Records from a collection
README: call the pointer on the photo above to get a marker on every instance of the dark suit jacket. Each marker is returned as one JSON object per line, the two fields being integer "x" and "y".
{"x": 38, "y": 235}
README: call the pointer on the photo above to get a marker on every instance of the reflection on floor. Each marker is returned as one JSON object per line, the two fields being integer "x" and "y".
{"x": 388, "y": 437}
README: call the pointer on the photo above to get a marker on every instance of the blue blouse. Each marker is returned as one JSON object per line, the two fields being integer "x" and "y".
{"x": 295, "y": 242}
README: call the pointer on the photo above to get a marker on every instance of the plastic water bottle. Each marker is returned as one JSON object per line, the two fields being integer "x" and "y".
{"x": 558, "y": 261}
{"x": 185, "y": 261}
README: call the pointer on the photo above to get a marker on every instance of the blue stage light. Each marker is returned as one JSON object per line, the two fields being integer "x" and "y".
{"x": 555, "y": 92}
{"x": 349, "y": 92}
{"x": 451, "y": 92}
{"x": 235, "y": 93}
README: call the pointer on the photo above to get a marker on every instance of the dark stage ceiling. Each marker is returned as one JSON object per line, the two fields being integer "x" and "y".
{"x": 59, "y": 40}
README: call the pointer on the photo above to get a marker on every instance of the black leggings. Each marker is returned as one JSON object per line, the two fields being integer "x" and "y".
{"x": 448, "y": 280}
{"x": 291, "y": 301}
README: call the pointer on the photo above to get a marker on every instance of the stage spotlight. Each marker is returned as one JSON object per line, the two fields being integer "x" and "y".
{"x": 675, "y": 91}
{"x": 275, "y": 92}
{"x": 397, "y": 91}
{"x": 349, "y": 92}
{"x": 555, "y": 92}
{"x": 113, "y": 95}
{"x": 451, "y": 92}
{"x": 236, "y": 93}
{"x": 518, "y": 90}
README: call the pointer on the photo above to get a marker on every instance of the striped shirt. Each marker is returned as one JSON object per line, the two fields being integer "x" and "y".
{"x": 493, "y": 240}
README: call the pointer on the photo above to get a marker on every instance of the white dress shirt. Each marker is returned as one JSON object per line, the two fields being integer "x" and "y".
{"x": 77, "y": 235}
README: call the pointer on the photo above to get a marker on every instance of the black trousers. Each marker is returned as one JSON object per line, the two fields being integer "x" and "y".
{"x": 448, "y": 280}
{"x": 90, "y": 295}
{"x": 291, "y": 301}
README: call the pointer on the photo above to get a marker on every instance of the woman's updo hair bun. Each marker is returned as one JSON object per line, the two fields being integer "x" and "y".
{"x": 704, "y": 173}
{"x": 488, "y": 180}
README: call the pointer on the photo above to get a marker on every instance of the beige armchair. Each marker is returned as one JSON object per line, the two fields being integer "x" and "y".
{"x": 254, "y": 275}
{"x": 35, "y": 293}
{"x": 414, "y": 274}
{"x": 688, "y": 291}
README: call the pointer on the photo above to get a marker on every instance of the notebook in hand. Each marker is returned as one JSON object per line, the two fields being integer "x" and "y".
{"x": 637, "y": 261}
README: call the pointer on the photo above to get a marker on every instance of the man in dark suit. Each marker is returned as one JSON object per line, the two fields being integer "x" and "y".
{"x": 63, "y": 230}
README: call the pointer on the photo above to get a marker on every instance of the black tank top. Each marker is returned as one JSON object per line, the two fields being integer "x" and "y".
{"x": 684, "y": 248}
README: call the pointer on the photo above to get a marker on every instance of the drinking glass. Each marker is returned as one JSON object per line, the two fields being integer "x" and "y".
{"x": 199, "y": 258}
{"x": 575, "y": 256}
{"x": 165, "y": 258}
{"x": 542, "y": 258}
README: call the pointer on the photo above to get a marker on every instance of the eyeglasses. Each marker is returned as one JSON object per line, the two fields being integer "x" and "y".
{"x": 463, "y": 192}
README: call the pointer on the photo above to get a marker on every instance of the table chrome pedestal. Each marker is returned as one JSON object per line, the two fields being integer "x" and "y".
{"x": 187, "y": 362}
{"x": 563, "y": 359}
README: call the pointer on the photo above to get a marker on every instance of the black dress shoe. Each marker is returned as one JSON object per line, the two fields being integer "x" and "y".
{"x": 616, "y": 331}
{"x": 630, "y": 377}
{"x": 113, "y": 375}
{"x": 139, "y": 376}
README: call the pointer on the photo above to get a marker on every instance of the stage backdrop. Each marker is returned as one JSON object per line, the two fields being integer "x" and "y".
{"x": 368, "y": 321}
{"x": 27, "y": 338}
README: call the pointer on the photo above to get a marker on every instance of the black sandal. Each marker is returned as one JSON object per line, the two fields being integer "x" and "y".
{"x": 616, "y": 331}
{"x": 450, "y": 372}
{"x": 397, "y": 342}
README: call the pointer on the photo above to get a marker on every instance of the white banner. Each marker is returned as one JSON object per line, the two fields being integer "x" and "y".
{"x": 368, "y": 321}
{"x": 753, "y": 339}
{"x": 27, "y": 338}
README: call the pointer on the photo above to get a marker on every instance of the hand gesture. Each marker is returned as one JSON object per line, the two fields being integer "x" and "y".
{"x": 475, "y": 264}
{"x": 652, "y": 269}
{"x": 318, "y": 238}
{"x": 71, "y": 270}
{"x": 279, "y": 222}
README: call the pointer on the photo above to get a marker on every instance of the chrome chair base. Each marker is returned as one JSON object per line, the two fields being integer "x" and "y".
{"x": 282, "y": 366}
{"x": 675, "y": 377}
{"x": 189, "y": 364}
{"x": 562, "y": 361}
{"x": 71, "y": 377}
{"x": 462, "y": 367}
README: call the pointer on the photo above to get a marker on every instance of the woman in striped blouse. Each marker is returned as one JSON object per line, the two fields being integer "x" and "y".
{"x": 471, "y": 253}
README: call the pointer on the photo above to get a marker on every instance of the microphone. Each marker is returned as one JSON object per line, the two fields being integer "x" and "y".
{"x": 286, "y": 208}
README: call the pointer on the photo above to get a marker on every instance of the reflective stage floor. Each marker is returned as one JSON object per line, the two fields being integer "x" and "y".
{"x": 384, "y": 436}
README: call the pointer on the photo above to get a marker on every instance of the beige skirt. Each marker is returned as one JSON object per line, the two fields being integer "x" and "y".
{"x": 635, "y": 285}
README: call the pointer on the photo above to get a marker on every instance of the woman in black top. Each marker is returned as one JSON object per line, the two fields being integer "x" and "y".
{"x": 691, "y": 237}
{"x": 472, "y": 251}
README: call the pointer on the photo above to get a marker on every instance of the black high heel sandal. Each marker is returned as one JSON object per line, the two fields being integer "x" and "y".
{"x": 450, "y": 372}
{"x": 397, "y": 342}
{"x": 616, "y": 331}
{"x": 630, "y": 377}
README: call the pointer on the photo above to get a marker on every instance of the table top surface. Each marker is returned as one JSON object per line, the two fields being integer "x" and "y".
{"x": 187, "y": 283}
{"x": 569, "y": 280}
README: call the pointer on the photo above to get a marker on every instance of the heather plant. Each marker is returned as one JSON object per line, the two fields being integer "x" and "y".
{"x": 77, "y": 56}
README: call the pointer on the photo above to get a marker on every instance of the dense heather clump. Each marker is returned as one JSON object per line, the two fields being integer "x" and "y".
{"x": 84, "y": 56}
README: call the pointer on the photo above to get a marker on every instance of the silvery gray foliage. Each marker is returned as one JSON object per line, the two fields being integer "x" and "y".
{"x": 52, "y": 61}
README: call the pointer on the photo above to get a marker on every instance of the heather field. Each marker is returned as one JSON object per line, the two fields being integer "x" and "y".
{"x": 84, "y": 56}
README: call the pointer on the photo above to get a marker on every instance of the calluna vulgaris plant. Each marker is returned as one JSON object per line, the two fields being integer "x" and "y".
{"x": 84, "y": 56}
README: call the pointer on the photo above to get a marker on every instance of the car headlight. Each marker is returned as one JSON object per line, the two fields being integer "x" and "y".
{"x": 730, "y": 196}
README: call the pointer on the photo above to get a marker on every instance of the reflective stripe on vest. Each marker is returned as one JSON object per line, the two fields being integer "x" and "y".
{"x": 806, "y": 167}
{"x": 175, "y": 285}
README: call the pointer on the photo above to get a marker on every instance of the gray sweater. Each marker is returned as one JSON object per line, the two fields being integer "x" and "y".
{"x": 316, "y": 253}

WORK ORDER:
Only a word-for-word repetition of the lines from the one containing "of the gray" to the final line of the data above counts as the answer.

OUTPUT FOR THIS EXERCISE:
README: call the pointer on the photo above to get a marker on every instance of the gray sweater. Each marker is returned as one JSON object per line, the two fields being integer "x" and "y".
{"x": 316, "y": 253}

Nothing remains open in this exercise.